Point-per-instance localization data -
Segment Open
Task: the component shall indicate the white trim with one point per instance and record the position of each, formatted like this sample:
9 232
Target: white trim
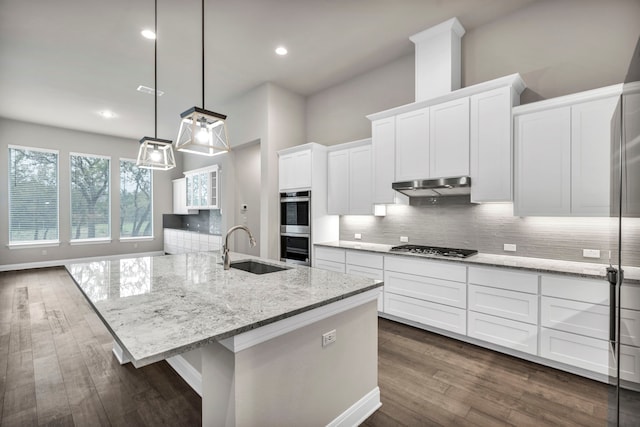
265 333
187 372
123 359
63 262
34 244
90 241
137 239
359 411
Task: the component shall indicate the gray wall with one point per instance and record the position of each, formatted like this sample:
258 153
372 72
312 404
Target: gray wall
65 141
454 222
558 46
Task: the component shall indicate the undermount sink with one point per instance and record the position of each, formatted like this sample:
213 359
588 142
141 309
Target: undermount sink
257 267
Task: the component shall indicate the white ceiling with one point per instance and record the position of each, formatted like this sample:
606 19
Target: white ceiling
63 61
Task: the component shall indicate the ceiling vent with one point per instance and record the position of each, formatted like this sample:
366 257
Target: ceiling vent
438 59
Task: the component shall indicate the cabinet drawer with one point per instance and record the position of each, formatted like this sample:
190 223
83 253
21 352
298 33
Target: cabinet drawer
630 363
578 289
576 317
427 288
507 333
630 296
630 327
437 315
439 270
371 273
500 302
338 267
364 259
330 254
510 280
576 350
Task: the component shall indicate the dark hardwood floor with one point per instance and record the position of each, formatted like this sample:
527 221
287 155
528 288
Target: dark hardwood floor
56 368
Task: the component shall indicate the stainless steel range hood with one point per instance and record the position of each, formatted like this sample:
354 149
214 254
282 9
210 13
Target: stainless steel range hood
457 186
Segment Closed
Segment Open
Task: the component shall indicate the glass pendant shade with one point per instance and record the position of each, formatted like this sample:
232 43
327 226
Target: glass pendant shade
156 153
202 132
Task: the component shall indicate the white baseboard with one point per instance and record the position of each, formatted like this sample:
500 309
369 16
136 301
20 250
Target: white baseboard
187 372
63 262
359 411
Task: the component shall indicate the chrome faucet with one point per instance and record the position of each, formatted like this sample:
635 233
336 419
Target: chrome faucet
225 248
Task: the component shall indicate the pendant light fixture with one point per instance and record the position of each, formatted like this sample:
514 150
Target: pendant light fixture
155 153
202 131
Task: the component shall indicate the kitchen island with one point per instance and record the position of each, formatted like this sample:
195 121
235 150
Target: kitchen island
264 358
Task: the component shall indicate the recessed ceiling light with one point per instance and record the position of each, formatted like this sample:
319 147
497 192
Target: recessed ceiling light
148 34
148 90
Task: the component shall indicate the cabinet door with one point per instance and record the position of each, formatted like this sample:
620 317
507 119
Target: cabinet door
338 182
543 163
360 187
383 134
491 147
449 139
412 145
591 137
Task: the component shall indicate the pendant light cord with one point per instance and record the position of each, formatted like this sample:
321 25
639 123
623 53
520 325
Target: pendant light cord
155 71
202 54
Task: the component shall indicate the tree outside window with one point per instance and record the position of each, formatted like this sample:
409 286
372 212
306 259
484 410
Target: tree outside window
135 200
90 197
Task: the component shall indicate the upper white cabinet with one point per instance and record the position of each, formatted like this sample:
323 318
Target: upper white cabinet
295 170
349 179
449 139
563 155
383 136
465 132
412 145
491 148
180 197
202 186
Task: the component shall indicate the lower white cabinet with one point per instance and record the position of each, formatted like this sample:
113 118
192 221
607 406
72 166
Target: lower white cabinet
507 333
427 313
Segment Closed
Segment Open
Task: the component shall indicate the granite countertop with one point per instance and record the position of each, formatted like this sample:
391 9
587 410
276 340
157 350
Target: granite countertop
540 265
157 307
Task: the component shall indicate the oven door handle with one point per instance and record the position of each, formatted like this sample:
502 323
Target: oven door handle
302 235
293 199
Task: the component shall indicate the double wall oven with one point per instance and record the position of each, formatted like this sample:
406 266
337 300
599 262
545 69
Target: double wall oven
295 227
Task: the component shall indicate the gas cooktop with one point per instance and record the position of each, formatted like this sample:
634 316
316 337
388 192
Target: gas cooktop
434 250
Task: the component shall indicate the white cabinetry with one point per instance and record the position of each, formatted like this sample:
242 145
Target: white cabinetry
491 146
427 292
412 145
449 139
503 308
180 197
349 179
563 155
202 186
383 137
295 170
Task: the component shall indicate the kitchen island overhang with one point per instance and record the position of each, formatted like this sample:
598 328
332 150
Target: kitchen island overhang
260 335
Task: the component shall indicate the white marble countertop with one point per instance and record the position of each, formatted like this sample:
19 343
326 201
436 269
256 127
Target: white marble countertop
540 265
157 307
Segment Closed
WHAT IS NEEDED - With pictures excluded, reproduce exactly the lines above from the one containing "Task: the component shall indicate the white trim" down to the one containing "Task: the component shall indicate the undermount", those two included.

SOLVED EXERCISE -
Task: the component shall indicate the white trim with one point per instance and record the position of each, formatted like this sample:
9 232
Target: white trim
265 333
187 372
123 359
63 262
34 244
90 241
137 239
359 411
Task: the component shall indicate the gray wall with one point per instance and record the position of each, formatted like this sample:
258 153
372 72
312 404
Target: gray wall
65 141
454 222
558 46
Task: the component shall indicate the undermount sink with one point per instance and record the position of each, formatted like this sample:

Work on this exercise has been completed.